» **TO BE DONE**: Scale the point coordinates in the answers in the stretch of the data below from the line containing "Target: stone sculpture figure" through the end, multiplying each by 0.85 and rounding to whole numbers with halves going up. Give every line of that stretch again, requests included, with the new coordinates in place of the old.

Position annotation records
━━━━━━━━
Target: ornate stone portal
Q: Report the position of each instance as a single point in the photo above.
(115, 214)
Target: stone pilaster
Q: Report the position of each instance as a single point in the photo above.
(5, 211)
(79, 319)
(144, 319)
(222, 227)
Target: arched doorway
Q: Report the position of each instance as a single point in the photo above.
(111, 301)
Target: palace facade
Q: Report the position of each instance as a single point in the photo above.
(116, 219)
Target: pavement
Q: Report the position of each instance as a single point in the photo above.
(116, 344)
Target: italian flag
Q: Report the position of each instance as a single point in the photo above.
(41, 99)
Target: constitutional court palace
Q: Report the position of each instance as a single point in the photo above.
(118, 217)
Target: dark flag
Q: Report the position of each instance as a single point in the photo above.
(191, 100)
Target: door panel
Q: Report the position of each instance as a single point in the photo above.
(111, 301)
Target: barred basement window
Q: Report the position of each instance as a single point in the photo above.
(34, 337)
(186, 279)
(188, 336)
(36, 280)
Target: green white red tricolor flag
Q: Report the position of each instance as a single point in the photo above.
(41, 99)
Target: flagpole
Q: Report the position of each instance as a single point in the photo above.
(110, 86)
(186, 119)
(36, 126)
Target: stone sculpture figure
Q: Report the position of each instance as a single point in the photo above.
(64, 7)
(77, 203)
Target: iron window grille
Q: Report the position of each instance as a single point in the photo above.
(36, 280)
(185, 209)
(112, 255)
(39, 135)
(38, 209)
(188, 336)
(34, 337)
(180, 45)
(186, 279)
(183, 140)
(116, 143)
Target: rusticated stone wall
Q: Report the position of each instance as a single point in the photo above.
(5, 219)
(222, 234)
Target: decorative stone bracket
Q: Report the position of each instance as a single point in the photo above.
━━━━━━━━
» **CORRECT RESULT**:
Target: stone sculpture figure
Q: Report the position of each instance as a single point in the photo above.
(54, 6)
(65, 173)
Target: iron window grille
Q: Report the position of each instance as a single point in the photo above.
(31, 238)
(157, 178)
(95, 217)
(33, 115)
(32, 178)
(160, 286)
(29, 286)
(153, 38)
(158, 237)
(156, 119)
(99, 122)
Target: rusticated stone wall
Q: Report the position of each instance as a single point in the photo above.
(4, 186)
(189, 199)
Target: decorative stone bracket
Q: Report the position of each instance as a single point in the photo above.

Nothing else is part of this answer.